**Document text:**
■ ■ ■ ■ ■
Fijians have words that share roots with others spoken around the Pacific — roots that a computer-based method can help to retrace. Credit: Douglas Peebles / age fotostock / SuperStock

In Fiji, a star is a kalokalo. For the Pazeh people of Taiwan, it is mintol, and for the Melanau people of Borneo, bité n. All these words are thought to come from the same root. But what was it?

An algorithm devised by researchers in Canada and California now offers an answer — in this case, bituqen. The program can reconstruct extinct ‘root’ languages from modern ones, a process that has previously been done painstakingly ‘by hand’ using rules of how linguistic sounds tend to change over time.

Statistician Alexandre Bouchard-Côté of the University of British Columbia in Vancouver, Canada, and his co-workers say that by making the reconstruction of ancestral languages much simpler, their method should facilitate the testing of hypotheses about how languages evolve. They report their technique in the Proceedings of the National Academy of Sciences1.

Automated language reconstruction has been attempted before, but the authors say that earlier algorithms tended to be rather intractable and prescriptive. Bouchard-Côté and colleagues' method can factor in a large number of languages to improve the quality of reconstruction, and it uses rules that handle possible sound changes in flexible, probabilistic ways.

The program requires researchers to input a list of words in each language, together with their meanings, and a phylogenetic ‘language tree’ showing how each language is related to the others. Linguists routinely construct such trees using techniques borrowed from evolutionary biology.

Language trees

The algorithm can automatically identify cognate words (ones with the same root) in the languages. It then applies rules known to govern sound changes to deduce the probable root of each set of cognates. For example, sounds that are always paired will tend to get condensed into one if no semantic information is lost.

The researchers tested their approach on 637 Austronesian languages spoken mainly on islands in Southeast Asia and the Pacific, including Malaysia, the Philippines and Indonesia. Manual methods have been used previously to reconstruct the protolanguage of this large group, thought to have come originally from Taiwan.
■ ■ ■ ■ ■
**Apply what you read:**
[1] From the article on computer reconstruction of ancestral languages, extract the passage that begins at the words "Statistician Alexandre Bouchard-Côté" and stops after "Academy of Sciences1.".
[2] Condense the paragraph of the language reconstruction article that begins "The program requires researchers" into a short bulleted list that keeps its main facts.
[3] Carry on the article about computer reconstruction of ancestral languages from the point where it stops.

**Information supplied:**
■ ■ ■ ■ ■
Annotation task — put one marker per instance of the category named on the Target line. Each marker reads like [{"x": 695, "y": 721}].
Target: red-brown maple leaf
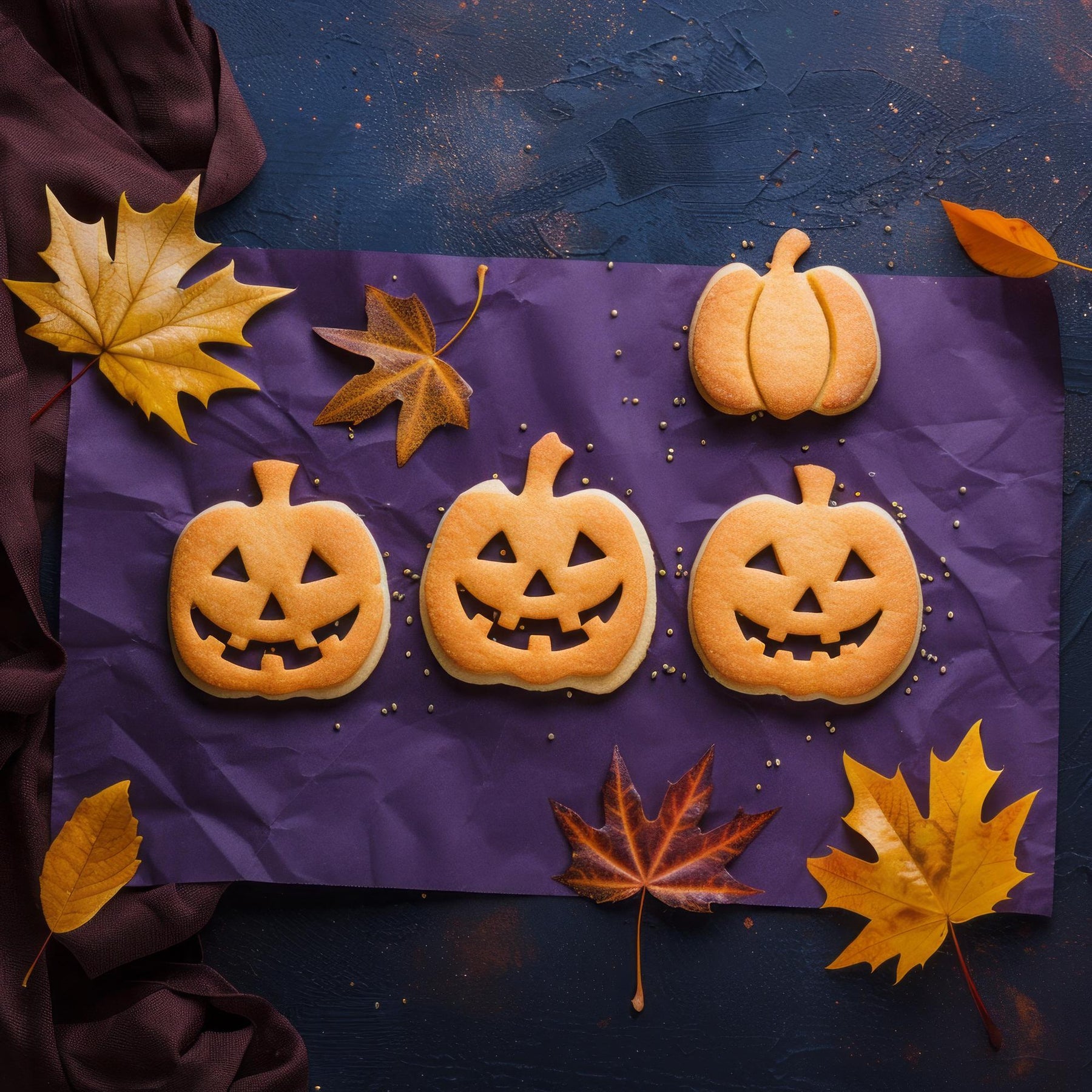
■ ■ ■ ■ ■
**List of answers:**
[1]
Statistician Alexandre Bouchard-Côté of the University of British Columbia in Vancouver, Canada, and his co-workers say that by making the reconstruction of ancestral languages much simpler, their method should facilitate the testing of hypotheses about how languages evolve. They report their technique in the Proceedings of the National Academy of Sciences1.

[2]
- Researchers must input a list of words for each language, along with their meanings.
- They must also supply a phylogenetic "language tree" showing how the languages are related.
- Linguists routinely build such trees with techniques borrowed from evolutionary biology.

[3]
Bouchard-Côté and his colleagues found that their predictions matched those of the manual method in about 85% of cases (including bituqen). “Our system uses only a subset of the factors taken into consideration by a linguist, so we feel most of the discrepancies reflect things to be improved in our method,” admits Bouchard-Côté.

“It looks as though this method could be a very useful labour-saving device”, says linguist Don Ringe of the University of Pennsylvania in Philadelphia. But he cautions that methods that are “correct or nearly correct in about 85% of the cases will never be good enough. Our reconstructions might be no better than an approximation, and if we settle for what look like approximations even to us, we might be plain wrong.”

Bouchard-Côté and his colleagues used the method to test a hypothesis about language evolution first proposed in 1955 (ref. 2), which states that sounds that are important for distinguishing words from each other are more resistant to change. Such a pattern is almost impossible to spot for just a few languages, but it emerged clearly from the data set of 637 languages.

This ‘functional load' hypothesis had been viewed with some scepticism, and Ringe says that “the demonstration that there might be something to it after all is interesting”.

He adds that “it’s refreshing to find colleagues in other disciplines tackling a problem that historical linguists actually care about”.